__PASSAGE PROVIDED__
######

The Tango Effect, in Kate’s words, “takes the form of a memoir, tracing the impact of the dance every year.” Each chapter focuses on a different part of the culture of tango and how it has affected her, ranging from the music to the community. The benefits that tango has had for Kate are many and varied. “It’s really a difficult dance, because it involves multi-tasking. That’s something that people with Parkinson’s find really difficult; there’s something about the degree of challenge which makes it particularly powerful somehow… It also asks all the things from the a dancer that people with Parkinson’s can’t do; for example, it requires balance, good posture, and for you to be able to step confidently to initiate movement and respond to movement, to turn, to twist, to pivot, to negotiate and your partner’s feet.”

Kate Swindlehurst

Kate likens these complicated steps to learning to walk again, and after several trips to Buenos Aires and many years dancing, the steps have become far easier for her. Travelling to the home of the dance was an emotive experience for Kate, and one that has only improved with each visit. “Travelling to Buenos Aires made a huge impact. The first time I set foot in Salon Canning, a world-renowned milonga (regular events where people gather to dance tango), I burst into tears. To think that I, a beginner from England, could cross the world to experience tango at its source, could actually dance in the same space as Porteños… It felt like such a privilege to be able to share some of the history, the music,  the culture. And each time I returned, the pull was stronger … “

What Kate particularly enjoys about tango is that, in contrast to some of the more rigidly choreographed styles of dance, tango allows for a free expression of movement. “It’s not choreographed in the traditional sense; when you begin, you learn the sequence of steps, but very quickly that sequence of steps sort of drops away and you figure out what to do in communication with your partner… The lack of a set sequence is quite challenging for the dancer”. This focus and concentration, making the dancer multitask and think and respond quickly, means that tango can benefit both mind and body, a theme which Kate explores in her book, and has helped make her into an excellent dancer.

A deep connection through the dance

Kate Swindlehurst

Although Kate is a long time tango aficionada, her primary passion is writing. Though she merged the two in her latest book, she has also written novels and short stories, based on a broad array of topics and ideas. She wrote a series of short stories, Writing the Garden, based on her time as the writer in residence for Cambridge Botanical Gardens; her novel The Station Master, about a Bulgarian railway worker and his encounters with migrants, explored the response to the refugee crisis, and was the winner of the 2017 Adventures in Fiction Spotlight competition for debut novelists. These achievements are huge for a writer such as Kate, with novels being her main form of expression whilst creating; poetry or playwriting require, according to Kate, a skillset foreign to her; “prose has always seemed like the most direct route onto the page”.

Kate’s literary influences are many and varied, ranging from such great novelists as Charles Dickens and Virginia Woolf, to poets such as Pablo Neruda and Simon Armitage, and to lesser known writers, such as the nature writer Tim Day. Woolf, in particular, holds a fascination for Kate. “I did my first degree in London, and I loved Virginia Woolf. In fact, I spent a lot of time not going to lectures, instead sort of drifting around London thinking I was Virginia Woolf!”. Kate’s favourite type of book are those in which “humanity is challenged, and the responses to this situation”. She highlights The Promise, Damon Galgut’s Booker prize winning novel, as an example of this.  “I think he has a kind of mission to change things, often through quite dark humour”.  These influences are reflected in Kate’s own writing, and her intent to describe what she sees with an unflinching yet good humoured eye.

######

__EXERCISE AIM__
Rewrite the profile of Kate Swindlehurst between "What Kate particularly" and "an excellent dancer.", inclusive, substituting "scripted" for each "choreographed".

######

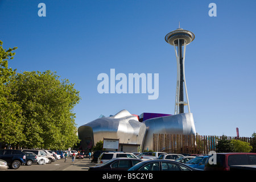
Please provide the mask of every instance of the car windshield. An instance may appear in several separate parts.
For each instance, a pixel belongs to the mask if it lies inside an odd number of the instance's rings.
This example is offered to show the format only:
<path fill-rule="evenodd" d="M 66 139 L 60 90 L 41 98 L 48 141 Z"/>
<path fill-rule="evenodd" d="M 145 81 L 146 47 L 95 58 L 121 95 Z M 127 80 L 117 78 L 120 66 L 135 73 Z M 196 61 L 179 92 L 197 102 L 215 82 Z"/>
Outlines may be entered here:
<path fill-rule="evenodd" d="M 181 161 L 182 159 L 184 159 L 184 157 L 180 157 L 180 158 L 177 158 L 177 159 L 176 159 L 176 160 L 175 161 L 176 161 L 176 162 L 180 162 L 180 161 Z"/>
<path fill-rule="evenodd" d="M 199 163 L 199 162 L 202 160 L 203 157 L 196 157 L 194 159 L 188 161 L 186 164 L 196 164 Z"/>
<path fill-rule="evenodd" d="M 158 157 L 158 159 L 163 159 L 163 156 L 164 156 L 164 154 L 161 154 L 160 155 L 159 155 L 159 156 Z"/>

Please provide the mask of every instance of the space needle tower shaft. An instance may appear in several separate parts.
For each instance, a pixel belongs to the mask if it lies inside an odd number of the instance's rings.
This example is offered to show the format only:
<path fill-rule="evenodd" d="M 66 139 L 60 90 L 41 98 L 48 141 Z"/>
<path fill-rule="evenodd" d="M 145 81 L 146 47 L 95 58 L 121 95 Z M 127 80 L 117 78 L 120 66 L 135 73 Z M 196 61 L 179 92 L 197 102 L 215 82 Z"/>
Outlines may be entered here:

######

__RESULT OF THIS TASK__
What Kate particularly enjoys about tango is that, in contrast to some of the more rigidly scripted styles of dance, tango allows for a free expression of movement. “It’s not scripted in the traditional sense; when you begin, you learn the sequence of steps, but very quickly that sequence of steps sort of drops away and you figure out what to do in communication with your partner… The lack of a set sequence is quite challenging for the dancer”. This focus and concentration, making the dancer multitask and think and respond quickly, means that tango can benefit both mind and body, a theme which Kate explores in her book, and has helped make her into an excellent dancer.